* _What to do_
Answer these questions about the market forecast below.
1. Over how many years does the writer expect a succession of boom-bust events?
2. To what support level does the writer expect the S&P500 to fall?
3. By when does the writer expect the markets to have reclaimed their losses?

* _Document text_
-- start --

An imminent correction in global equity markets is coming

In previous blogs I have alluded to the fact that the next 10-15 years will be punctuated by a succession of boom-bust events. The reason is that the fundamentals for the global economy are very good. The problem is that there is a process of adjustment under-way, and the Fed and other central banks are making sure that it comes sooner rather than later. They are doing so because, having caused an economic crisis by attempting to sustain the unsustainable boom, they are now attempting to sustain the 'normalcy' of the current 'persistent recession'. Well, recession if you are unskilled labour in the West. If you are skilled, or living in emerging markets, you're probably not going to feel what is about to happen.
I'm expecting in the next week, maybe even overnight, a correction to start in the S&P500. I expect the S&P500 to start falling from around 2000 at present to a support level of 1600pts. That's a 20% fall. I'm actually expecting the ASX-200 (Australian) market to fall back from 5624 to around 4950-5000 point mark. The reason is that resources are priced low, so the Australian market is relatively subdued anyway.
In either case, after these 'asset price' corrections, these markets will recover quickly, and I fully expect that by the end of 2015, they would have reclaimed those losses. The reason is because the current rally was too strong, too fast, and the evidence or justification for it will probably not emerge to later in the year.

-- end --

* _Dataset entries_
-- start --

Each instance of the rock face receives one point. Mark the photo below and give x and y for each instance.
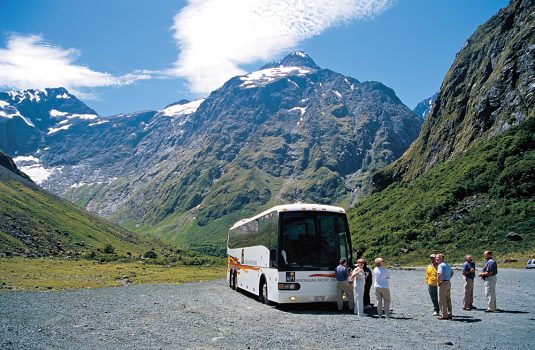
(289, 131)
(26, 117)
(424, 107)
(488, 89)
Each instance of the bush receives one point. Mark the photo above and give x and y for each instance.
(151, 254)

-- end --

* _Finished task_
1. The next 10-15 years.
2. 1600 points.
3. By the end of 2015.